• Given task:
Pull out every line of the records below that contains the word "cruise". Case counts.

Begin

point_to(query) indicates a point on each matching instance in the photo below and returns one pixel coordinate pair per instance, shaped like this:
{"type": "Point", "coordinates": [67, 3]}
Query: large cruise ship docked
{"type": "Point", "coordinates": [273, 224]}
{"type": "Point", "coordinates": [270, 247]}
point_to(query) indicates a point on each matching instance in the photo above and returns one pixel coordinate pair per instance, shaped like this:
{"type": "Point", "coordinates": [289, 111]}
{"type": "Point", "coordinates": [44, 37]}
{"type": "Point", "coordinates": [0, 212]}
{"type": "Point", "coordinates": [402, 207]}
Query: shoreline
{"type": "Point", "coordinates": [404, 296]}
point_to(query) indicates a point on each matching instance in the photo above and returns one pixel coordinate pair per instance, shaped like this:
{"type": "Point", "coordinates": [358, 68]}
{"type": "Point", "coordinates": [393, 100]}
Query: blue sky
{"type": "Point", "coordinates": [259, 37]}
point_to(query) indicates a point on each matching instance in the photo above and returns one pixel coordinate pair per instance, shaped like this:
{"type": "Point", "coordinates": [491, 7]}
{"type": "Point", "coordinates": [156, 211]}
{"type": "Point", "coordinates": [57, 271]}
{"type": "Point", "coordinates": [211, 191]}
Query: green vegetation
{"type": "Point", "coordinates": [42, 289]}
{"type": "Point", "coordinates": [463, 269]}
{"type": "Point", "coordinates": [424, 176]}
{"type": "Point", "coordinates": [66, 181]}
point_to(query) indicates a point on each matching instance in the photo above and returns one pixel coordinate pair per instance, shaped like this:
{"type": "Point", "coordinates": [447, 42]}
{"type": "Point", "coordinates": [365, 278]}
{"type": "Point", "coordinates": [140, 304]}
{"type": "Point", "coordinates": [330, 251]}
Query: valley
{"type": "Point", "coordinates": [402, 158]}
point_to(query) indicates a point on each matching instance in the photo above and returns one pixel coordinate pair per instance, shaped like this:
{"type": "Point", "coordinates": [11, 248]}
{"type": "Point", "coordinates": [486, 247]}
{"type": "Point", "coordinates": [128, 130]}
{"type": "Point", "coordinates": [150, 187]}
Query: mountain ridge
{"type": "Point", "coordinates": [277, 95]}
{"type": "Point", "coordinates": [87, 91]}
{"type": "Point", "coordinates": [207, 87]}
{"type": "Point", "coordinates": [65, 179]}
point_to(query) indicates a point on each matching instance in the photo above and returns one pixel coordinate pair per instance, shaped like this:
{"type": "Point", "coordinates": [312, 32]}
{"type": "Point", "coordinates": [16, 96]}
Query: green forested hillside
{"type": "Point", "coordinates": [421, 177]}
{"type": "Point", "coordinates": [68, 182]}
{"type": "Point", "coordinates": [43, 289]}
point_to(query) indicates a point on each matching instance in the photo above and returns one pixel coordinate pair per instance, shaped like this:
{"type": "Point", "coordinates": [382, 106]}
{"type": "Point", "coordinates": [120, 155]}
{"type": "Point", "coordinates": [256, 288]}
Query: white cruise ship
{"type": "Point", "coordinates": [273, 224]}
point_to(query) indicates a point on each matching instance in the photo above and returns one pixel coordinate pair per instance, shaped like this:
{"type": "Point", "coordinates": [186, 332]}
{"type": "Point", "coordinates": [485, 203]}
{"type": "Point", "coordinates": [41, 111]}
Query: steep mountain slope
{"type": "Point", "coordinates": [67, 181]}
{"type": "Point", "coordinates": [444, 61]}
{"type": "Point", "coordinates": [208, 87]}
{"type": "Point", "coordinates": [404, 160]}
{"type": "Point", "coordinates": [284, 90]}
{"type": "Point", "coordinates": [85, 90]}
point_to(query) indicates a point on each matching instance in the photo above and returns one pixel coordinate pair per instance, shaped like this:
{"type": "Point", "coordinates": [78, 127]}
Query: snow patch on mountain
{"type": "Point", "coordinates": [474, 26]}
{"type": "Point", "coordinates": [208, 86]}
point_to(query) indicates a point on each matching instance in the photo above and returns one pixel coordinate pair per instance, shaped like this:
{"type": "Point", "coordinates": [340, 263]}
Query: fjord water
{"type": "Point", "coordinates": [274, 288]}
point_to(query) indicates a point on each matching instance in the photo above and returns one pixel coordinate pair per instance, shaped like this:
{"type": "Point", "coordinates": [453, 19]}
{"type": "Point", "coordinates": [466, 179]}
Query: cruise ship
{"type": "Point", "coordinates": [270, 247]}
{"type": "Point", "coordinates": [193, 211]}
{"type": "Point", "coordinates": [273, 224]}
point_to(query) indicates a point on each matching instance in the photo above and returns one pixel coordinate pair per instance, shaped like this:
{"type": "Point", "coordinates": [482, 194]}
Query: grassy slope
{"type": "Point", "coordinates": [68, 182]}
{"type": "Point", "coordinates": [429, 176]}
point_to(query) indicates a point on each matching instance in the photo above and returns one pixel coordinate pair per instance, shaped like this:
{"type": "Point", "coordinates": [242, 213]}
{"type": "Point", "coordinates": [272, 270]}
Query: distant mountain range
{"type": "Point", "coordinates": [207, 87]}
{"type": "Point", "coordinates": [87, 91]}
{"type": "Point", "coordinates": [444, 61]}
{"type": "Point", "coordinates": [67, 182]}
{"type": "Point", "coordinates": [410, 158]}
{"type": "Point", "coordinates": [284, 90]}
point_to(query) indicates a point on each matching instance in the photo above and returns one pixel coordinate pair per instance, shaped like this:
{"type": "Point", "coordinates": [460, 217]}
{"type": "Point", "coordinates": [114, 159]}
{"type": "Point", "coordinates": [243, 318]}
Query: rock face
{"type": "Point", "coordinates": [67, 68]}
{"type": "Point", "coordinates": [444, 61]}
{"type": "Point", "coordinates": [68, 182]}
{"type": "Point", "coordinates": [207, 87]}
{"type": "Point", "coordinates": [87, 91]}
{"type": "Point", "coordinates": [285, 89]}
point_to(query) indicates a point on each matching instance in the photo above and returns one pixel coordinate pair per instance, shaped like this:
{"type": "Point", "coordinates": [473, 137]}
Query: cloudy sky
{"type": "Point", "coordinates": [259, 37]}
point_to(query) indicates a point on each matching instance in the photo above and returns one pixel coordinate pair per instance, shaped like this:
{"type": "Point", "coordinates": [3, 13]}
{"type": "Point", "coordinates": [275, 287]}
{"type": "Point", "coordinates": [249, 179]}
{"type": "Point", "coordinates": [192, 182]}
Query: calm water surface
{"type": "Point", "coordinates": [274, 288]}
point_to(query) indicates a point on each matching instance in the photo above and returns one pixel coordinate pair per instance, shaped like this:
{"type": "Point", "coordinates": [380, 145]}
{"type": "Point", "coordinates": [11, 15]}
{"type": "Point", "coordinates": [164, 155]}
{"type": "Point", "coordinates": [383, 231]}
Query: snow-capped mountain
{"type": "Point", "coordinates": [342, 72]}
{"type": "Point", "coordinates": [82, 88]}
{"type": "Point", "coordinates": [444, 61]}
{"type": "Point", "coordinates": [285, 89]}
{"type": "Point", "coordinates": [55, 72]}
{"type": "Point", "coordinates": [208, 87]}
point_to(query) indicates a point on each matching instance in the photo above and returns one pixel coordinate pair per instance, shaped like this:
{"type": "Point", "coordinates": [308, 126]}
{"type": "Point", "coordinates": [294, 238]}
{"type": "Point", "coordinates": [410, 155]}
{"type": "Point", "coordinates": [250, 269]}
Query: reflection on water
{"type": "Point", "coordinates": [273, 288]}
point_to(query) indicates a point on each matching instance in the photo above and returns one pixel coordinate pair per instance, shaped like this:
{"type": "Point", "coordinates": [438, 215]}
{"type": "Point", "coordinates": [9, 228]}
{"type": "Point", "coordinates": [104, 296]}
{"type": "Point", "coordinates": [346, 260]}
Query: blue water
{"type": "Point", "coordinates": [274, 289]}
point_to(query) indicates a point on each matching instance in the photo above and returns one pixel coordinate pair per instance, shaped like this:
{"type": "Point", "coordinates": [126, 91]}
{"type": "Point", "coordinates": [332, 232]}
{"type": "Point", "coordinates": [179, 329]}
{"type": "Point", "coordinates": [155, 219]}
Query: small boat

End

• Task answer:
Query: large cruise ship docked
Query: white cruise ship
Query: cruise ship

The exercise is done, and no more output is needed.